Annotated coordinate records
[START]

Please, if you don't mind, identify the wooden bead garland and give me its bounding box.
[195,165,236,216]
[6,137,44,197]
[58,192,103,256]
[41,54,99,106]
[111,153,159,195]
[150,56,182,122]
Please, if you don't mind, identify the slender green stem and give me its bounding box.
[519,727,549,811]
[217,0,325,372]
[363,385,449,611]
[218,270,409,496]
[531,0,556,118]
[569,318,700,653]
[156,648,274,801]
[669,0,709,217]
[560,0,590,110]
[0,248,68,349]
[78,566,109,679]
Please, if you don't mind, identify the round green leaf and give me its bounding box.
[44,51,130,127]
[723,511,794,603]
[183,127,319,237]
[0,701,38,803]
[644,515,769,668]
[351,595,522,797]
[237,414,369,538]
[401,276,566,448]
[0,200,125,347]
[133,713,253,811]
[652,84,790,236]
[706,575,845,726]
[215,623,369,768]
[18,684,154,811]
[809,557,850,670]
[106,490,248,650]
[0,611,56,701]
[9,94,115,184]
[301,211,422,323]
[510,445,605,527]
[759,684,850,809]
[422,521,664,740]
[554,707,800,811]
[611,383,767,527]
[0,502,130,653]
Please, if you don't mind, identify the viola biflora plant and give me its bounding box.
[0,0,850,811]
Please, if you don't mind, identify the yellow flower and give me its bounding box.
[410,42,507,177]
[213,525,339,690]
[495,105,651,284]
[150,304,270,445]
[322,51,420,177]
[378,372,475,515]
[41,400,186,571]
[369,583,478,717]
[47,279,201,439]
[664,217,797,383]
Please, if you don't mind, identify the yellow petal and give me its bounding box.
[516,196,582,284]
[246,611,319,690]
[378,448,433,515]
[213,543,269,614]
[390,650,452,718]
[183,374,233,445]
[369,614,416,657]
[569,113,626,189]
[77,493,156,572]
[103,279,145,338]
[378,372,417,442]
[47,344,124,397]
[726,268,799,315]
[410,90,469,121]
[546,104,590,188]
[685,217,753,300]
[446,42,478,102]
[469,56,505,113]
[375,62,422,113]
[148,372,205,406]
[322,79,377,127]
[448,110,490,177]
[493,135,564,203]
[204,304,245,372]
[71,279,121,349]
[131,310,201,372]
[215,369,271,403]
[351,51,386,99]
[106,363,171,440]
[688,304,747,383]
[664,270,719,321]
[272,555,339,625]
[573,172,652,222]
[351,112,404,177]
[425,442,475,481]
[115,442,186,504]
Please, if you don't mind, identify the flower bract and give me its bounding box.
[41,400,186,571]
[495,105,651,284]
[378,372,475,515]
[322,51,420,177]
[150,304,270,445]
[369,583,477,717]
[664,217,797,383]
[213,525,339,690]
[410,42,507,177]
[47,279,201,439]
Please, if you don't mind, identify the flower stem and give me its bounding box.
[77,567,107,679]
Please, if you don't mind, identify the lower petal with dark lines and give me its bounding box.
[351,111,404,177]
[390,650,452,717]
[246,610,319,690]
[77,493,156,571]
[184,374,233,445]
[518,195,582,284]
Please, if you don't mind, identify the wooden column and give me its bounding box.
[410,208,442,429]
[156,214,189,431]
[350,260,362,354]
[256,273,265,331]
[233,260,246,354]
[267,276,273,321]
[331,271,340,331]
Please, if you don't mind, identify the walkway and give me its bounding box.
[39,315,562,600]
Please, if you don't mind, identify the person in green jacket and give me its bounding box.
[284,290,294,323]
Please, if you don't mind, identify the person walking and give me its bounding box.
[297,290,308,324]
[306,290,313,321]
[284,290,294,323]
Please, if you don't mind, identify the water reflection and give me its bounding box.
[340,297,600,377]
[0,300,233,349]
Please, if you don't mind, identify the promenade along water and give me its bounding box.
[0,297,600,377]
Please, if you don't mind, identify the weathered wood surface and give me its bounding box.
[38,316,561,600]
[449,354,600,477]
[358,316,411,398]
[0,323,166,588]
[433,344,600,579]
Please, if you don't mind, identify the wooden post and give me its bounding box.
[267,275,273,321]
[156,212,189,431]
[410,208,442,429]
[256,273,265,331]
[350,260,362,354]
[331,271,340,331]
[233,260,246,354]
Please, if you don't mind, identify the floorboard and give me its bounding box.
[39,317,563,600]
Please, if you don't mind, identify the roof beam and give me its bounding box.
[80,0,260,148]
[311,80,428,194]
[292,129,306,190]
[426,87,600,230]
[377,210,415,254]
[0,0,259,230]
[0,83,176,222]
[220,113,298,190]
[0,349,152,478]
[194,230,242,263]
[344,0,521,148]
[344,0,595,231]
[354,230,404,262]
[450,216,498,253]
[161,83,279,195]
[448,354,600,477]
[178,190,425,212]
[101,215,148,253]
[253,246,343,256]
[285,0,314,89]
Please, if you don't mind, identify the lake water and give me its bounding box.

[END]

• _DIRECTIONS_
Turn the items above into a numbered list, leaving out any blank lines.

• _WORKED ANSWER_
1. Please, if you don't mind, identify the wooden bead garland and give me its bounding box.
2. [195,165,236,216]
3. [6,137,44,197]
4. [58,192,103,256]
5. [41,54,99,106]
6. [111,153,159,195]
7. [150,56,182,122]
8. Please, if you don't mind, identify the slender green stem and give me its bounding box.
9. [519,727,549,811]
10. [217,0,325,372]
11. [363,385,449,611]
12. [218,270,409,496]
13. [531,0,556,118]
14. [569,318,700,653]
15. [156,648,274,801]
16. [669,0,709,217]
17. [560,0,590,110]
18. [0,248,68,349]
19. [78,566,109,679]
20. Please, if you don't mind, identify the round green leaf and give me its bounding box.
21. [44,51,130,127]
22. [723,511,794,603]
23. [183,127,319,237]
24. [0,701,38,803]
25. [644,515,769,668]
26. [351,595,522,797]
27. [237,414,369,538]
28. [401,276,566,448]
29. [0,200,125,347]
30. [133,713,253,811]
31. [652,84,790,236]
32. [706,575,845,726]
33. [215,623,369,768]
34. [18,684,154,811]
35. [809,557,850,670]
36. [106,490,248,650]
37. [0,611,56,701]
38. [9,94,115,184]
39. [301,211,422,323]
40. [510,445,605,527]
41. [759,684,850,809]
42. [422,521,664,740]
43. [554,707,800,811]
44. [611,383,767,527]
45. [0,502,130,653]
46. Please, if you don't mind, identify the viola biflora plant and give me its bounding box.
47. [0,0,850,811]
48. Please, if you don't mind, identify the yellow flower and give me its bounding box.
49. [410,42,507,177]
50. [213,525,339,690]
51. [495,105,651,284]
52. [150,304,270,445]
53. [322,51,420,177]
54. [378,372,475,515]
55. [41,400,186,571]
56. [369,583,478,717]
57. [47,279,201,439]
58. [664,217,797,383]
59. Please, if you don't mind, identify the yellow petal and give me its bounding box.
60. [516,196,582,284]
61. [246,611,319,690]
62. [378,448,433,515]
63. [213,543,269,614]
64. [390,650,452,718]
65. [183,374,233,445]
66. [369,614,416,657]
67. [569,113,626,189]
68. [77,493,156,572]
69. [103,279,145,338]
70. [378,372,417,442]
71. [47,344,124,397]
72. [726,268,799,315]
73. [410,90,469,121]
74. [546,104,590,188]
75. [685,217,753,300]
76. [446,42,478,102]
77. [469,56,505,113]
78. [375,62,422,113]
79. [148,372,205,406]
80. [322,79,377,127]
81. [448,110,490,177]
82. [493,135,564,203]
83. [204,304,245,372]
84. [71,279,121,349]
85. [131,310,201,372]
86. [215,369,271,403]
87. [351,51,386,99]
88. [106,363,171,440]
89. [688,304,747,383]
90. [664,270,719,321]
91. [272,555,339,625]
92. [573,172,652,222]
93. [351,112,404,177]
94. [425,442,475,481]
95. [115,442,186,504]
96. Please, if you don't mind, identify the flower bract and give me its bounding box.
97. [41,400,186,571]
98. [495,105,651,284]
99. [378,372,475,515]
100. [322,51,420,177]
101. [150,304,270,445]
102. [369,583,477,717]
103. [664,217,797,383]
104. [213,525,339,690]
105. [410,42,507,177]
106. [47,279,201,439]
107. Please, if you don't mind, identify the flower stem and give me its bounding box.
108. [77,567,107,679]
109. Please, if you don't mind, identify the lower petal with dark lines and give me its bounding box.
110. [351,111,404,177]
111. [390,650,452,717]
112. [246,610,319,690]
113. [77,493,156,571]
114. [184,374,233,445]
115. [518,195,582,284]
116. Please, if you don't mind, identify the wooden column and give me its bounding box.
117. [410,208,442,429]
118. [156,214,189,431]
119. [350,260,362,354]
120. [256,273,265,331]
121. [233,260,246,354]
122. [267,276,273,321]
123. [331,271,340,331]
124. Please, if you don't mind, identify the walkway and give me its bounding box.
125. [39,315,562,600]
126. Please, if you don't mind, identify the person in green jacket and give me its bounding box.
127. [284,290,294,323]
128. Please, if you don't mind, identify the person walking and give me its bounding box.
129. [297,290,308,324]
130. [306,290,313,321]
131. [284,290,294,323]
132. Please, if you don't mind, identify the water reflection and give me its bounding box.
133. [340,297,600,377]
134. [0,300,233,349]
135. Please, if you don't mind, identify the promenade along water and give me its bounding box.
136. [0,297,600,377]
137. Please, if you don't mind, identify the weathered wood surface and give me its bounding box.
138. [38,316,561,600]
139. [449,354,600,477]
140. [358,316,411,398]
141. [0,323,166,588]
142. [433,344,600,579]
143. Please, if you don't mind, identify the wooden post and give me its bounding box.
144. [267,275,273,321]
145. [156,212,189,431]
146. [410,208,442,429]
147. [256,273,265,331]
148. [350,260,362,354]
149. [331,271,340,331]
150. [233,260,246,354]
151. Please, if you don't mind, identify the floorboard and give me its bounding box.
152. [39,317,563,600]
153. Please, if you don't mind, identify the roof beam and give me its bounding box.
154. [80,0,260,148]
155. [311,80,428,194]
156. [292,129,306,190]
157. [426,87,600,230]
158. [377,210,415,254]
159. [0,0,259,230]
160. [0,83,176,222]
161. [220,113,298,190]
162. [0,349,152,478]
163. [194,230,242,263]
164. [344,0,521,148]
165. [344,0,595,231]
166. [354,230,404,262]
167. [450,216,498,253]
168. [161,83,279,195]
169. [448,354,600,477]
170. [178,190,425,212]
171. [101,215,148,253]
172. [253,246,343,256]
173. [285,0,314,89]
174. Please, if you don't mind, identify the lake water and give me its bounding box.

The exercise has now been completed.